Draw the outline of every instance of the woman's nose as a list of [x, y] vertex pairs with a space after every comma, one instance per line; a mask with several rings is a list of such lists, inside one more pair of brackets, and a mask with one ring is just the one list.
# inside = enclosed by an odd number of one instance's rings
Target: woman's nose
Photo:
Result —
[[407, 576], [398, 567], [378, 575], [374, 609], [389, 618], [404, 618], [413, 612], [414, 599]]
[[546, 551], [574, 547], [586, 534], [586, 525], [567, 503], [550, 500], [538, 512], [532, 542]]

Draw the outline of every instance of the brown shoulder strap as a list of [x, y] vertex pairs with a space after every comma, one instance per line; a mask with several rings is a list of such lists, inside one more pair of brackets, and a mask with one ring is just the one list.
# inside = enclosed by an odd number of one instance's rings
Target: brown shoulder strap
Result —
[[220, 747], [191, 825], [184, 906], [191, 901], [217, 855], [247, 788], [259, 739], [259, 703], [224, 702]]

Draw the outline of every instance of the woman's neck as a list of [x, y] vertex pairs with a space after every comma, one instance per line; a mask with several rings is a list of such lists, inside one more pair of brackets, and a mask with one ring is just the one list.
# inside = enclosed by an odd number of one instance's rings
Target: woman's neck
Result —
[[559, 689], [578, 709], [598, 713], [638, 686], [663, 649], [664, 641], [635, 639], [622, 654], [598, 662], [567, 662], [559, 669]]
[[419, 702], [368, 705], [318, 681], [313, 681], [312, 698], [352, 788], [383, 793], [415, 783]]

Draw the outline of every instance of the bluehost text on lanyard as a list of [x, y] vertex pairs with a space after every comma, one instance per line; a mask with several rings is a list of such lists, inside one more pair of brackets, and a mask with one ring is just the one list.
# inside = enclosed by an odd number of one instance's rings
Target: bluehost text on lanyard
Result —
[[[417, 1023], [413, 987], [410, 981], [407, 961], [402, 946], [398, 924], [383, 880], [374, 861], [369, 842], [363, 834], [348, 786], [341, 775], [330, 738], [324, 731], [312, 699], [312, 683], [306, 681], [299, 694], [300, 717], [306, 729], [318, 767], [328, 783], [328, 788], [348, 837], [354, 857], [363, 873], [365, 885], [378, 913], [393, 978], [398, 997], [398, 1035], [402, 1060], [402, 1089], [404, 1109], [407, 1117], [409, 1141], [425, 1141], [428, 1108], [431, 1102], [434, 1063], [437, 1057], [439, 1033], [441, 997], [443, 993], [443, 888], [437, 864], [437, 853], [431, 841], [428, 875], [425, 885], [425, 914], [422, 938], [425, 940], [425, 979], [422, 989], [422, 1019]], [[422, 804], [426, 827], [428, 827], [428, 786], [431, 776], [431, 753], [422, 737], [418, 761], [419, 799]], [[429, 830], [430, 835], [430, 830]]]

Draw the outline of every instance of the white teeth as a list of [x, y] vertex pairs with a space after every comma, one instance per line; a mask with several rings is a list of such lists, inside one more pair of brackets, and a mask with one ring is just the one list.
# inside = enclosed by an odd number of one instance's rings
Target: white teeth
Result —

..............................

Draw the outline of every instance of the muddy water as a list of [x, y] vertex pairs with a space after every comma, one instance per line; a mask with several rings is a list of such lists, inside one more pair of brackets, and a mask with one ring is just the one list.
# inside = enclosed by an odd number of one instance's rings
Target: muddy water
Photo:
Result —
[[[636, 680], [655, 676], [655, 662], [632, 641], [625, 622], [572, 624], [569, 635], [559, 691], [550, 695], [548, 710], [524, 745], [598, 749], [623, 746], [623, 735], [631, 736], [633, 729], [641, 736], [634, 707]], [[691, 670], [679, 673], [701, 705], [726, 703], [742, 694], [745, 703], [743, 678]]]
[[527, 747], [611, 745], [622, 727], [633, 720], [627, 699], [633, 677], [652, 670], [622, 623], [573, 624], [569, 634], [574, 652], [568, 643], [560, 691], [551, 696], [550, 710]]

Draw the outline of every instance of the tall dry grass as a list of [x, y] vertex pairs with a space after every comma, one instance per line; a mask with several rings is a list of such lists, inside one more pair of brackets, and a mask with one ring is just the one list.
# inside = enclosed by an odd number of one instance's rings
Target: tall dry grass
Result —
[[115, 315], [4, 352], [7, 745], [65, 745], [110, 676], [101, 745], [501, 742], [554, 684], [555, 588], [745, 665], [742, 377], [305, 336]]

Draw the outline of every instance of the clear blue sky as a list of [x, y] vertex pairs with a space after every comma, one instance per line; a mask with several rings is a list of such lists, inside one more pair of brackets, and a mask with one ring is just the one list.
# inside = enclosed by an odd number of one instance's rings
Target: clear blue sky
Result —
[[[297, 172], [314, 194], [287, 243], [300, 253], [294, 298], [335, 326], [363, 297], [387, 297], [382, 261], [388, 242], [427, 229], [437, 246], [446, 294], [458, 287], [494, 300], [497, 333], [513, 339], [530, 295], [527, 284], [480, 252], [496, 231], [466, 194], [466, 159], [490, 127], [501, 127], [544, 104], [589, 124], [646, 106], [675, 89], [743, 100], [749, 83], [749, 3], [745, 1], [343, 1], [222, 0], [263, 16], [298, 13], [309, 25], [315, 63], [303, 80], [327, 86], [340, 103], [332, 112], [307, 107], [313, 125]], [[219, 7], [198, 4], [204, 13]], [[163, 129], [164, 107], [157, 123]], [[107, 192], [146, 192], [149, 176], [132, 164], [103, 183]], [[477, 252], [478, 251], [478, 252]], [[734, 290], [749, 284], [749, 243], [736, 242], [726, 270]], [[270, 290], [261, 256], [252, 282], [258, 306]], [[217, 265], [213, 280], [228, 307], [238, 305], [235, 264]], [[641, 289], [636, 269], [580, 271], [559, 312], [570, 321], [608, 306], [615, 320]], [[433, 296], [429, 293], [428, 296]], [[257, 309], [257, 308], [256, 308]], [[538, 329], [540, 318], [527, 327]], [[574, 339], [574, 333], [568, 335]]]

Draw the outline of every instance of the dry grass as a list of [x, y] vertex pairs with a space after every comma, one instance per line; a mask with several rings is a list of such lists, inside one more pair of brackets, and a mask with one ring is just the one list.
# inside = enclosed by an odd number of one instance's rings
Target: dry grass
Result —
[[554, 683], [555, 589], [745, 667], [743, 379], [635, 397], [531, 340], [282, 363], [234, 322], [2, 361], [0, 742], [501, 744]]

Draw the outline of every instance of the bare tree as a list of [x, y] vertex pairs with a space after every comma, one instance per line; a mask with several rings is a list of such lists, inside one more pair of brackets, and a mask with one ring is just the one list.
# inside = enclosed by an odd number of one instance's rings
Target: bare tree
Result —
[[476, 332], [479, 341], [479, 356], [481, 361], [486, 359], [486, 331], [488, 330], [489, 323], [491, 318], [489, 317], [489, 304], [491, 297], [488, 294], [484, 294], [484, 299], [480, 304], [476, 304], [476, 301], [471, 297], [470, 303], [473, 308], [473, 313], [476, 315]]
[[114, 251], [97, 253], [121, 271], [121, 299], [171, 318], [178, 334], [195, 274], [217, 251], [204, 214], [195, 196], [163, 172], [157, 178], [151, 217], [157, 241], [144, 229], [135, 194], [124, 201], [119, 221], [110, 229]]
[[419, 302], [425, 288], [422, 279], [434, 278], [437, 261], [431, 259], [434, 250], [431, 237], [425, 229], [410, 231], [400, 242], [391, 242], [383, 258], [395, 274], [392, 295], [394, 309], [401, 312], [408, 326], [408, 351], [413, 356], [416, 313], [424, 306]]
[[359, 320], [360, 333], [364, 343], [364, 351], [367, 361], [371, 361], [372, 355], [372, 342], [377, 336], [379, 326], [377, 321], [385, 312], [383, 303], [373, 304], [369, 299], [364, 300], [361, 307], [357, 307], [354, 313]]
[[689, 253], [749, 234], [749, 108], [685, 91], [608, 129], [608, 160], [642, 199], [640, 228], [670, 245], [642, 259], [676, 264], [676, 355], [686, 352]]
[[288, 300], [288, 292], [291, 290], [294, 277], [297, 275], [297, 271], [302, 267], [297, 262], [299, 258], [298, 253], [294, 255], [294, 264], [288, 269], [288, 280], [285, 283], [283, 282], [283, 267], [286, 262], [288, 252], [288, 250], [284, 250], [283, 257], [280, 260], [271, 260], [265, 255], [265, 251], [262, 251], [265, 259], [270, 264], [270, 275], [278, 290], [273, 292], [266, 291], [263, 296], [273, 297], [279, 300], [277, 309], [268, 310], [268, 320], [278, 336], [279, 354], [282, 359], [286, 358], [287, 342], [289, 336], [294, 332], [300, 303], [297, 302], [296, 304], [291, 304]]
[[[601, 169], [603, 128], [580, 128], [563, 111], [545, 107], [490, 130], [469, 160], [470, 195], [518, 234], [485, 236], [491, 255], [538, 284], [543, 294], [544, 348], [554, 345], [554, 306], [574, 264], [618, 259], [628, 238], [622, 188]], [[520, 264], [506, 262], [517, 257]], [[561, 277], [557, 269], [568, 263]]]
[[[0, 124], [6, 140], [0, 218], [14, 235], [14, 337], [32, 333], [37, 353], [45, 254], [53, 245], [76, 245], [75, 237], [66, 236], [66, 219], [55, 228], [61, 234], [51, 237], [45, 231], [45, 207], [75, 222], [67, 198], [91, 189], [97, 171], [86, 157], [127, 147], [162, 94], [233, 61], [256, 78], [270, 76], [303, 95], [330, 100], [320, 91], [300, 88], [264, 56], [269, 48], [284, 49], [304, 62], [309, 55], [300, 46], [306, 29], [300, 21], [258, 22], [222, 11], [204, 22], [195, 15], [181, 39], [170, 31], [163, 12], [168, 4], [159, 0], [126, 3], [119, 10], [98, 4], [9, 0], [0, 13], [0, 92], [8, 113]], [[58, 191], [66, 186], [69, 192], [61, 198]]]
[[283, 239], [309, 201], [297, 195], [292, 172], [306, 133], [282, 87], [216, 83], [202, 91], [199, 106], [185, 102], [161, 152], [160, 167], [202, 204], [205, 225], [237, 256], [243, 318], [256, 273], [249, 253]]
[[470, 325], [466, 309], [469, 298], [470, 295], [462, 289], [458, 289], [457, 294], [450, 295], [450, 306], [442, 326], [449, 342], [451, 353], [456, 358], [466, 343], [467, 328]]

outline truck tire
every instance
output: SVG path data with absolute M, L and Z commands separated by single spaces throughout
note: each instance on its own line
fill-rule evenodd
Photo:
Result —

..............................

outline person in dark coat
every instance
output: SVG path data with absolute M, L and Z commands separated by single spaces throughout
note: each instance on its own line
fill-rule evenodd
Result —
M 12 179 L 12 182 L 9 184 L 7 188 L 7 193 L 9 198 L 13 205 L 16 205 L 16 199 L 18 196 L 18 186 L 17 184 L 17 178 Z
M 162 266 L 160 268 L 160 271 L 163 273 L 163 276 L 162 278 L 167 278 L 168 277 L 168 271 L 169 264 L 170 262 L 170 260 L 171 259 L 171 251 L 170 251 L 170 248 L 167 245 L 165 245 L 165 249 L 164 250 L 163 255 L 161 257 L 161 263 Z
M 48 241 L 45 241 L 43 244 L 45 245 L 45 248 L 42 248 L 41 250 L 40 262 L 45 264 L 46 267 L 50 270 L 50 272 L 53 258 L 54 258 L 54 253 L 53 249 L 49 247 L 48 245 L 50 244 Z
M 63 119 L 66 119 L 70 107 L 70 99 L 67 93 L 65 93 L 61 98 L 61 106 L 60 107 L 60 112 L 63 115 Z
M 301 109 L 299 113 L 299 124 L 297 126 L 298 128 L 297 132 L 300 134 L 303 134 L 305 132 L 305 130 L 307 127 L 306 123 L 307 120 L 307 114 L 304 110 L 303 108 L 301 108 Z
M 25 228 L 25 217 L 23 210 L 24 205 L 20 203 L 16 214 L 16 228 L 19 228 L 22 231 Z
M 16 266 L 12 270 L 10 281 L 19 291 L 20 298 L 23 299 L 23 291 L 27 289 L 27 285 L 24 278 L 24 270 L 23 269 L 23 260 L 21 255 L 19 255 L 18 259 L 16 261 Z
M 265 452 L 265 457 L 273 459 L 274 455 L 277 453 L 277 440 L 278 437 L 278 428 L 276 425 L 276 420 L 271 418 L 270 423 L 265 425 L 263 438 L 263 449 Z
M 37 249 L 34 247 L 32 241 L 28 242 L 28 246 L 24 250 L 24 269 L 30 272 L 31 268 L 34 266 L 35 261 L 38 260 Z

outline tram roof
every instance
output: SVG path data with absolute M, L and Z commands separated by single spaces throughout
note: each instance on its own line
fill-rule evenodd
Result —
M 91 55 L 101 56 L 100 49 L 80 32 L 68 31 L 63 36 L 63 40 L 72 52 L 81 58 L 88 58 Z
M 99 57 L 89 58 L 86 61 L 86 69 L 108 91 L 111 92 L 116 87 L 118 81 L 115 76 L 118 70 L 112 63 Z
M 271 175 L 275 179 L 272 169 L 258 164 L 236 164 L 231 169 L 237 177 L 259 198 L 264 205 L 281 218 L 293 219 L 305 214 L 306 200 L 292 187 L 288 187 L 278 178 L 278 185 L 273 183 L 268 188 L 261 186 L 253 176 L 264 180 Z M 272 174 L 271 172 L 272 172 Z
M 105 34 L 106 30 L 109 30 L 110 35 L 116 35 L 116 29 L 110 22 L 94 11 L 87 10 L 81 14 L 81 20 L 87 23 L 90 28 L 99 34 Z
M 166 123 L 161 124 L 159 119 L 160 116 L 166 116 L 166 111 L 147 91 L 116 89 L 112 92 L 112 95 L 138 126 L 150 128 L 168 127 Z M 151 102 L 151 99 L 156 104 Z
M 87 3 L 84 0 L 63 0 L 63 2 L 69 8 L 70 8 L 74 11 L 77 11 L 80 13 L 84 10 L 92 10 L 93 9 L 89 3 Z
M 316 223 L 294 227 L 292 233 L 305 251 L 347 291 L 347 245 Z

..............................

== ENUNCIADO ==
Copie sem nenhuma alteração as linhas que vão da que contém "outline tram roof" até a que contém "M 91 55 L 101", incluindo as duas.

== RESPOSTA ==
outline tram roof
every instance
output: SVG path data with absolute M, L and Z commands separated by single spaces throughout
note: each instance on its own line
fill-rule evenodd
Result —
M 91 55 L 101 56 L 100 49 L 80 32 L 68 31 L 63 36 L 63 40 L 72 52 L 81 58 L 88 58 Z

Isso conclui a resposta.